Can you set out all the records below as a numbered list, one line per item, with blank lines dropped?

* * *

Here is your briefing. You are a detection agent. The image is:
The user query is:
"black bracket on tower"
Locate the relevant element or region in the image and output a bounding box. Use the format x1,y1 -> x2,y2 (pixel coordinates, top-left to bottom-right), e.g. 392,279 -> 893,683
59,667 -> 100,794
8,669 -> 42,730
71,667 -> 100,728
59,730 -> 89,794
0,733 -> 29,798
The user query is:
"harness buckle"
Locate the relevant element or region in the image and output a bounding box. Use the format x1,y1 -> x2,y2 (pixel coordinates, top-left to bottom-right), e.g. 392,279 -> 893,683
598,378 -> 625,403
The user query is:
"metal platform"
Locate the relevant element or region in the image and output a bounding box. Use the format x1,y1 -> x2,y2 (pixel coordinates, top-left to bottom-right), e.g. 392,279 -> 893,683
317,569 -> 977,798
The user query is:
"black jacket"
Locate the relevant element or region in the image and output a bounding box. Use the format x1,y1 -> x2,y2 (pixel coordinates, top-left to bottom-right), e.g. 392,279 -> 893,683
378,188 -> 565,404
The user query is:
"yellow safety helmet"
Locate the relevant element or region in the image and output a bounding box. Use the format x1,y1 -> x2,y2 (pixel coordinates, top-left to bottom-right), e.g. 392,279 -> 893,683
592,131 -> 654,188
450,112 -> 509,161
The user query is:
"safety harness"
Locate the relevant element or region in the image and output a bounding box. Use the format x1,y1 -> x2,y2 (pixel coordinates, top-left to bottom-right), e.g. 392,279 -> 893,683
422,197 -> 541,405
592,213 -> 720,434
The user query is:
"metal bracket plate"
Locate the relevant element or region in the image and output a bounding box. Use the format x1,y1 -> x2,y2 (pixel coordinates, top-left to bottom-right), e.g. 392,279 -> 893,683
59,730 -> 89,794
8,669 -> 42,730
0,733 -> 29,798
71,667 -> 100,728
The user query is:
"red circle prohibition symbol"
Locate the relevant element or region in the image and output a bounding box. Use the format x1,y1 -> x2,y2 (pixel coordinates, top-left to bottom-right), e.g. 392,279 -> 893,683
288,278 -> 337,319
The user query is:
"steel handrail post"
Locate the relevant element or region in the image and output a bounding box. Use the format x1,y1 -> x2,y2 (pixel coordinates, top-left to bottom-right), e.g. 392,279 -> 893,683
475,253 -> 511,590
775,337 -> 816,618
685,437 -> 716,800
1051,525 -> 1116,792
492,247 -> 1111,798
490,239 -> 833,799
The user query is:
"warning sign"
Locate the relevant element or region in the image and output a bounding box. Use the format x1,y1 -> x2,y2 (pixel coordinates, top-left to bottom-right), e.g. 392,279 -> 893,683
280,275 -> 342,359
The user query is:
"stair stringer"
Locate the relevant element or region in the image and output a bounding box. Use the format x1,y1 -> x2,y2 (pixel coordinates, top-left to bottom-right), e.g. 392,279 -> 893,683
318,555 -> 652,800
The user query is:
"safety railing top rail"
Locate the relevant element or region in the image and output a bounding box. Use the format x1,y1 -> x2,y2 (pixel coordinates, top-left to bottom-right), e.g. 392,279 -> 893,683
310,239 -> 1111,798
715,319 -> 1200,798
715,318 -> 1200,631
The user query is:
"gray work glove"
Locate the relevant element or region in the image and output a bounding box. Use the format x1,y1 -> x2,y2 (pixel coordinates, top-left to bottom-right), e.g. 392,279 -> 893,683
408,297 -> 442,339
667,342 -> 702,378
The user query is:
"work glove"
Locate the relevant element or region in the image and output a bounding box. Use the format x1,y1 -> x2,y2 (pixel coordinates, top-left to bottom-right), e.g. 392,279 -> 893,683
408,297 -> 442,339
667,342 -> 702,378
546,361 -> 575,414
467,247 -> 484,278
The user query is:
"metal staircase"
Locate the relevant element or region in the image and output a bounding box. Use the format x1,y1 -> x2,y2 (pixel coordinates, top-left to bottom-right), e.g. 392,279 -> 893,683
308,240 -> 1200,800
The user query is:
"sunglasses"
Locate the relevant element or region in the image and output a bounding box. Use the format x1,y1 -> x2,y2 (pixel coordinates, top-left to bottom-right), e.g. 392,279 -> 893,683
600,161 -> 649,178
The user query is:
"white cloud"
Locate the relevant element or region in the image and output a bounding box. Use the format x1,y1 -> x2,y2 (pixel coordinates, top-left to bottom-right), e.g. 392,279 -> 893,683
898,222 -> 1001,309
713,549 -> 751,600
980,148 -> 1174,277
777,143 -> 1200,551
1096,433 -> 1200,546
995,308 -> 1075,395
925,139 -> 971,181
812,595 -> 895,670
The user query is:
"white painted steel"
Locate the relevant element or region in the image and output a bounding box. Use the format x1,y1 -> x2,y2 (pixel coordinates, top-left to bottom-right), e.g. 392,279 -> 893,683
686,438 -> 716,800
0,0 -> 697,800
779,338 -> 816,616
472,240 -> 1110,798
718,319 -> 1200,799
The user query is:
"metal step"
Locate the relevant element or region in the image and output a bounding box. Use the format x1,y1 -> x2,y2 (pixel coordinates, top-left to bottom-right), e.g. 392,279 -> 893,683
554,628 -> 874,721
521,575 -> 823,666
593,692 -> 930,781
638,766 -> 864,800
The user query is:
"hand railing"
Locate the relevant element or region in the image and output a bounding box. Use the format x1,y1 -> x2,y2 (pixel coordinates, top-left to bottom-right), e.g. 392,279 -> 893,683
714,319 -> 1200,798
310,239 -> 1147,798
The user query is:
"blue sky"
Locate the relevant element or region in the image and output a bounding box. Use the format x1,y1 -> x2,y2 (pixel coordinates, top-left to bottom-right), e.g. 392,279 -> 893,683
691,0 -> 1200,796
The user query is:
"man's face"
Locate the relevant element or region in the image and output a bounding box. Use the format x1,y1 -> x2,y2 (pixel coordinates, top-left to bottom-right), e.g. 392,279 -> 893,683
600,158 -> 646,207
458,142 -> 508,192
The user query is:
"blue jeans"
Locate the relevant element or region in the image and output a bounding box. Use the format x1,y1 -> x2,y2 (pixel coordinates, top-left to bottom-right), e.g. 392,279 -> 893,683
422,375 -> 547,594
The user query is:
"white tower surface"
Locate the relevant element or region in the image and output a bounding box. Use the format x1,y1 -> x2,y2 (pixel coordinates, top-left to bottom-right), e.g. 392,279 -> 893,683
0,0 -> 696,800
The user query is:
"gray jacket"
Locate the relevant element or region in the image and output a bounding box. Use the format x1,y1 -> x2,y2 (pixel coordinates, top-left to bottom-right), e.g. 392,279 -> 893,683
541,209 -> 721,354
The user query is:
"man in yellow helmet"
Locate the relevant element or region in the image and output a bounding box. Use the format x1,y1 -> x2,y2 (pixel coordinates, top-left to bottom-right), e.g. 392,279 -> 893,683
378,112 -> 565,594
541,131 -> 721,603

* * *

• Answer to the exercise
1. Here is your briefing. You are a detection agent. The image is:
2. The user query is:
3. "black bracket on tower"
4. Locate the relevant element or region in the image and output a bounding box. Use the format x1,y1 -> x2,y2 (pixel coordinates, top-left to bottom-right), e.g. 392,279 -> 893,683
5. 59,667 -> 100,794
6. 8,669 -> 42,730
7. 71,667 -> 100,728
8. 59,730 -> 89,794
9. 0,733 -> 29,798
10. The user query is:
11. "harness buckle"
12. Locate the relevant element or region in the image and output a bounding box. Use the format x1,y1 -> x2,y2 (pixel coordinates, top-left to bottom-right), e.g. 392,279 -> 893,683
13. 598,378 -> 625,403
14. The user query is:
15. "metal platform"
16. Locate the relevant element or region in the image and output a bounding box. Use the format x1,y1 -> x2,y2 (pixel coordinates, top-left to bottom-right), e.g. 392,279 -> 893,683
17. 317,569 -> 977,798
18. The user query is:
19. "black jacket"
20. Locate the relevant element or region in the image and output a bounding box. Use the format x1,y1 -> x2,y2 (pixel coordinates, top-left to bottom-right), e.g. 392,279 -> 893,683
21. 378,188 -> 565,404
22. The user query is:
23. "yellow safety helmet"
24. Locate the relevant element or region in the image and output a bounding box. Use the format x1,y1 -> x2,y2 (pixel coordinates, top-left to bottom-right), e.g. 392,279 -> 893,683
25. 592,131 -> 654,188
26. 450,112 -> 509,161
27. The user query is:
28. "safety harness"
29. Locate the relevant element or region in the image and output a bounding box. Use the format x1,y1 -> x2,y2 (pixel coordinates, top-left to bottom-right), e.g. 392,279 -> 893,683
30. 422,197 -> 541,405
31. 592,213 -> 720,434
32. The user query is:
33. "metal bracket plate"
34. Locate the relevant element or region in the image and output a bounding box. Use the format x1,y1 -> x2,y2 (pixel coordinates, top-left to bottom-right), e.g. 392,279 -> 893,683
35. 59,730 -> 89,794
36. 8,669 -> 42,730
37. 0,733 -> 29,798
38. 71,667 -> 100,728
39. The user query is:
40. "red circle prohibition symbol"
41. Locate the relevant element or region in the image and output a bounding box. Use the format x1,y1 -> x2,y2 (pixel coordinates, top-left to bottom-right), e.g. 392,279 -> 893,683
42. 288,278 -> 337,319
43. The user query is:
44. "steel handrail post"
45. Locate the relevant element or region in the image and output a bounding box. Use the format x1,y1 -> x2,y2 (pixel coordinates, top-left to bottom-right), e.g. 392,279 -> 893,683
46. 475,253 -> 511,590
47. 775,337 -> 816,618
48. 685,437 -> 716,800
49. 1051,525 -> 1116,792
50. 492,247 -> 1111,798
51. 490,239 -> 833,799
52. The user query is:
53. "warning sign"
54. Locate the relevant element or region in the image and output a bounding box. Use the format x1,y1 -> x2,y2 (pixel coordinates, top-left to bottom-right), e.g. 392,279 -> 893,683
55. 280,275 -> 342,359
56. The user query is:
57. "stair stringer"
58. Locate the relevant element or region in the image and output a bounding box. Use the format x1,y1 -> x2,y2 (pixel coordinates, top-left to bottom-right), e.g. 392,279 -> 893,683
59. 318,555 -> 652,800
60. The user query is:
61. "safety railing top rail"
62. Locate the relevant element or region in the image and output a bounding box. Use the format x1,y1 -> x2,y2 (pixel coordinates, top-left to bottom-right), e.g. 392,279 -> 893,683
63. 310,239 -> 1111,798
64. 715,319 -> 1200,798
65. 715,318 -> 1200,631
66. The user query is:
67. "gray work glove"
68. Locate the relevant element or region in the image and output a bounding box. Use the format x1,y1 -> x2,y2 (pixel coordinates, top-left to bottom-right), e.g. 392,279 -> 893,683
69. 408,297 -> 442,339
70. 667,342 -> 702,378
71. The user query is:
72. "work glove"
73. Locate the relevant element or region in the image and output a bounding box. Use the format x1,y1 -> x2,y2 (pixel coordinates, top-left to bottom-right), e.g. 392,279 -> 893,683
74. 408,297 -> 442,339
75. 667,342 -> 702,378
76. 546,361 -> 575,414
77. 467,247 -> 484,278
78. The user query is:
79. "metal staircase"
80. Locate the relevant element or region in the image and output a bounding box. Use the format x1,y1 -> x2,y2 (pixel coordinates, top-left to bottom-right), e.g. 392,279 -> 893,683
81. 308,240 -> 1200,800
82. The user query is:
83. "sunglasses"
84. Locate the relevant element or region in the image and output a bounding box. Use the format x1,y1 -> x2,y2 (pixel coordinates, top-left to bottom-right), e.g. 392,279 -> 893,683
85. 600,161 -> 649,178
86. The user query is:
87. "white cloud"
88. Locate the relevant element or region in the image and output a bounding box. Use the format x1,y1 -> x2,y2 (pixel coordinates, top-left to bottom-right), e.g. 392,279 -> 893,683
89. 898,222 -> 1001,309
90. 713,549 -> 751,600
91. 980,148 -> 1174,277
92. 777,143 -> 1200,551
93. 1096,433 -> 1200,546
94. 995,308 -> 1075,395
95. 925,139 -> 971,181
96. 812,595 -> 895,670
97. The user query is:
98. "white painted steel"
99. Locate the relevant element or region in the image and output a bounding box. Use the format x1,y1 -> x2,y2 (pixel coordinates, top-left to bottom-right), e.g. 392,279 -> 893,683
100. 686,438 -> 716,800
101. 0,0 -> 697,800
102. 779,338 -> 816,616
103. 472,240 -> 1110,798
104. 718,319 -> 1200,799
105. The user query is:
106. "metal step"
107. Locate the relevant element or region in the image and output a bounding box. Use the format x1,y1 -> x2,y2 (pixel coordinates, top-left to bottom-right), e.g. 392,279 -> 893,683
108. 554,628 -> 874,721
109. 521,575 -> 823,666
110. 593,692 -> 930,781
111. 638,766 -> 864,800
112. The user query is:
113. "hand railing"
114. Locate the relevant element or region in the image and output a bounding box. Use the format x1,y1 -> x2,y2 (pixel coordinates, top-left to bottom-right), e.g. 392,279 -> 893,683
115. 714,319 -> 1200,798
116. 310,239 -> 1147,798
117. The user query is:
118. "blue sky"
119. Locate the relevant element or region in the image and output a bounding box. Use the format x1,y1 -> x2,y2 (pixel coordinates, top-left to bottom-right), e.g. 392,279 -> 893,683
120. 691,0 -> 1200,796
121. The user query is:
122. "man's face"
123. Locate the relevant element or region in the image and output a bounding box. Use the format x1,y1 -> x2,y2 (pixel coordinates, top-left to bottom-right), e.g. 392,279 -> 893,683
124. 600,158 -> 646,207
125. 458,142 -> 508,192
126. The user query is:
127. "blue jeans"
128. Locate the relevant element or region in the image and output a bounding box. Use the format x1,y1 -> x2,y2 (pixel coordinates, top-left to bottom-right), e.g. 392,279 -> 893,683
129. 422,375 -> 547,594
130. The user query is:
131. "white tower surface"
132. Locate the relevant element or region in the image and output a bounding box. Use the format x1,y1 -> x2,y2 (pixel coordinates, top-left to bottom-right), e.g. 392,279 -> 893,683
133. 0,0 -> 696,800
134. The user query is:
135. "gray jacket"
136. Locate the relevant element or region in the image and output a bounding box. Use the format x1,y1 -> x2,y2 (pixel coordinates, top-left to bottom-right), e.g. 392,279 -> 893,683
137. 541,209 -> 721,354
138. The user query is:
139. "man in yellow helmet"
140. Locate the relevant element or region in the image and output a bounding box. Use the format x1,y1 -> x2,y2 (pixel coordinates, top-left to bottom-right), e.g. 392,279 -> 893,683
141. 378,112 -> 565,594
142. 541,131 -> 721,603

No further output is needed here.